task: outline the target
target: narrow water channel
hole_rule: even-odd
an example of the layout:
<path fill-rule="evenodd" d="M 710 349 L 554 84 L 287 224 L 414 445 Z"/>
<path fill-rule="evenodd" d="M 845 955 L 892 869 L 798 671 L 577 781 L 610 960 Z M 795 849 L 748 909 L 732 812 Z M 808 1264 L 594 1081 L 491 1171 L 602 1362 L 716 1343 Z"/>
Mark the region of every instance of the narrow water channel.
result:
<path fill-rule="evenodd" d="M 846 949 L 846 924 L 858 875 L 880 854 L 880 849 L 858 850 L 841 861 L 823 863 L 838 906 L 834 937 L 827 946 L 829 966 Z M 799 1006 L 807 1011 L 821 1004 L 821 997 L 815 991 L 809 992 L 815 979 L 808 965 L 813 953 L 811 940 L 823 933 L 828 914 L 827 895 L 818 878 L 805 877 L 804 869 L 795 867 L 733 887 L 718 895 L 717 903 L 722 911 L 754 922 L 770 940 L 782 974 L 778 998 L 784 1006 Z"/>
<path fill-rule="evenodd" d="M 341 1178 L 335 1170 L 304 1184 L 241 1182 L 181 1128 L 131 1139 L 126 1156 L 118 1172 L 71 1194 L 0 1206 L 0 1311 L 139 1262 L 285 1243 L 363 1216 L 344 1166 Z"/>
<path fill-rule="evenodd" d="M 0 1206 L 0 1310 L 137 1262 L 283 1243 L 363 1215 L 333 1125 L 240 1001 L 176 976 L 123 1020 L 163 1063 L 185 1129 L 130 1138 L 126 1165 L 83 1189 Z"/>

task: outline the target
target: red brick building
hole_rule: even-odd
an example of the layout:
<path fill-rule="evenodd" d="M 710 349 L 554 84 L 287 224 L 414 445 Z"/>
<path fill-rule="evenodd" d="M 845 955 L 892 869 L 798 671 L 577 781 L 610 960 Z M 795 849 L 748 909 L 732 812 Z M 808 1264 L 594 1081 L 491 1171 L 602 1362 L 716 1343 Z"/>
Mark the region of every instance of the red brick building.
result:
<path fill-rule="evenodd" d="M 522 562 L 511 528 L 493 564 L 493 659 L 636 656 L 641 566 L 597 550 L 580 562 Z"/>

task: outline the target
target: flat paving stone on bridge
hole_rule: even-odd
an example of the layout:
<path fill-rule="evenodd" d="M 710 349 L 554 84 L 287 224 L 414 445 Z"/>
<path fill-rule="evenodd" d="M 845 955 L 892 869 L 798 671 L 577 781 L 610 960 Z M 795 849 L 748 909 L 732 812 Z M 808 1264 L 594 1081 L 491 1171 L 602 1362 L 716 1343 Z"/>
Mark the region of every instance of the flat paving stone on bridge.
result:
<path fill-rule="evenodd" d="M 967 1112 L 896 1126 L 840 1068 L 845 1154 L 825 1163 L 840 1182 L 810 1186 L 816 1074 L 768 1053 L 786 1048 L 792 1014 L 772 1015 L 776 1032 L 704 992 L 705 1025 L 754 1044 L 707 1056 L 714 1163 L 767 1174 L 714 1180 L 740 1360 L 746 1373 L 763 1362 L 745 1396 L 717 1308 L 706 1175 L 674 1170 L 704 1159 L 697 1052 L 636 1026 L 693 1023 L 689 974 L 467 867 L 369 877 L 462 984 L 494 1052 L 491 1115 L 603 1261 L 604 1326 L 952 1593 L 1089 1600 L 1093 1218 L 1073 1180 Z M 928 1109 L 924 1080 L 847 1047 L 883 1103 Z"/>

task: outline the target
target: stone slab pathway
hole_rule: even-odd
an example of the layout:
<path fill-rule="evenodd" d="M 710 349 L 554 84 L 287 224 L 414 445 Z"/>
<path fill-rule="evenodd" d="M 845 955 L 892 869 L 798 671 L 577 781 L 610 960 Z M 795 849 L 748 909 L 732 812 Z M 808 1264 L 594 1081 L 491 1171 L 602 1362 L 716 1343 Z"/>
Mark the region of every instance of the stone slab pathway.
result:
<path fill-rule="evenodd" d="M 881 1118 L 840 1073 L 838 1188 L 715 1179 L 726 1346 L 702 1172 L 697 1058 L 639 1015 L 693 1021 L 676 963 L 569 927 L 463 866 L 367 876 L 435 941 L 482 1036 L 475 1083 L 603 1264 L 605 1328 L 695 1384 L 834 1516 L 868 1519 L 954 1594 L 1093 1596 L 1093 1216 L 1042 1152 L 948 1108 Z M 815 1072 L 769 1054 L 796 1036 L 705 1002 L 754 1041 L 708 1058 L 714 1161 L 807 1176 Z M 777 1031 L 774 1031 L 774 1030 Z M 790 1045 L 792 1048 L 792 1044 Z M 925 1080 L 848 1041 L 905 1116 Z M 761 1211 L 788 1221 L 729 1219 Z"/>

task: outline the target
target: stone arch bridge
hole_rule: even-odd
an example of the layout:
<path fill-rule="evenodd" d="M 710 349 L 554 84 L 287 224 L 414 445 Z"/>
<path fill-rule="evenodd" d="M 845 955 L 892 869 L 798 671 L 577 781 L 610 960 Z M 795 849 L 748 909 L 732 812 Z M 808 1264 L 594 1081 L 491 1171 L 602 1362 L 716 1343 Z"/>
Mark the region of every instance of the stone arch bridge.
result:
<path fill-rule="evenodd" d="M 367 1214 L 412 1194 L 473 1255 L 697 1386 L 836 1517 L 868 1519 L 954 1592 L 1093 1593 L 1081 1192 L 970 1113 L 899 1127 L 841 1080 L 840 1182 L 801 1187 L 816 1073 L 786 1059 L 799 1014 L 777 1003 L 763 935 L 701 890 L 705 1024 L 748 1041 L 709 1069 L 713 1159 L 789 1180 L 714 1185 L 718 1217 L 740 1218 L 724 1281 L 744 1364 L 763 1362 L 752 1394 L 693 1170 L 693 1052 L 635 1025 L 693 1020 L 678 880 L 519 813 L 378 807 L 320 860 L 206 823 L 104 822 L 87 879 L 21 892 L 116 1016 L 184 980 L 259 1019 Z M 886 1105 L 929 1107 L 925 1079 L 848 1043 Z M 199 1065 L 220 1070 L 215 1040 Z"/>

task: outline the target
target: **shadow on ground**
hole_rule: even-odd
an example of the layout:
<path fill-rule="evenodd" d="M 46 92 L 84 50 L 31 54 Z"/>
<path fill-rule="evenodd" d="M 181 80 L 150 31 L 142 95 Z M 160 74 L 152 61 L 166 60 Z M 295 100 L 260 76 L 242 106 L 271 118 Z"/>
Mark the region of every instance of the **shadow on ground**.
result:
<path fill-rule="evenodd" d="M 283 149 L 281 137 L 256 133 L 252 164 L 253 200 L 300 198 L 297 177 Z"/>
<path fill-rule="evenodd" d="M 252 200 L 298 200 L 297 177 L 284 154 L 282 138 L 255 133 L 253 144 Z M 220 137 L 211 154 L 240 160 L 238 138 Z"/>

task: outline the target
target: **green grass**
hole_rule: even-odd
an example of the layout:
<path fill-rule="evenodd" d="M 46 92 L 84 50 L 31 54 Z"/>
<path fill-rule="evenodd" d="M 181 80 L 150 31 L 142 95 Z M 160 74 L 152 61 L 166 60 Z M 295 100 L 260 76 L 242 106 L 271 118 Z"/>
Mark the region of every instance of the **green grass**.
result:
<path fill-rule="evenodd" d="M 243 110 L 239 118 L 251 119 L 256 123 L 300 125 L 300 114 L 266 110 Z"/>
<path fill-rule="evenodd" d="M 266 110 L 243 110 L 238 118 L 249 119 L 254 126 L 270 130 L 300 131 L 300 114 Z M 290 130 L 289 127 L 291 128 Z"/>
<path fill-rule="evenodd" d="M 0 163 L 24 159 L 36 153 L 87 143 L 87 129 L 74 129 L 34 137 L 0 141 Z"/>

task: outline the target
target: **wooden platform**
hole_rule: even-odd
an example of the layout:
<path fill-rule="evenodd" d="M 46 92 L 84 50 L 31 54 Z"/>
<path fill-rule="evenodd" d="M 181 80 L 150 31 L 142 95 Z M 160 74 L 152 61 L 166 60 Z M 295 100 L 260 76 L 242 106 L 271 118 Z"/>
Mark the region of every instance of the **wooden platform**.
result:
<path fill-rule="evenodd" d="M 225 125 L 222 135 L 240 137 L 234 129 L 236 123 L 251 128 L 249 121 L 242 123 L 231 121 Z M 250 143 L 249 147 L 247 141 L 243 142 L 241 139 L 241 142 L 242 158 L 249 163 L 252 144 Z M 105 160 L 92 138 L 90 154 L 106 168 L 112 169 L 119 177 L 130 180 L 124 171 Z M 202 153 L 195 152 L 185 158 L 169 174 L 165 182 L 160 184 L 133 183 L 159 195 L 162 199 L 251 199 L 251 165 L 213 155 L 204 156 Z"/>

▶ **Task details**: Using the records above, give the number of lines in which the word "arch" occurs, and nothing else.

▶ **Written response**: 2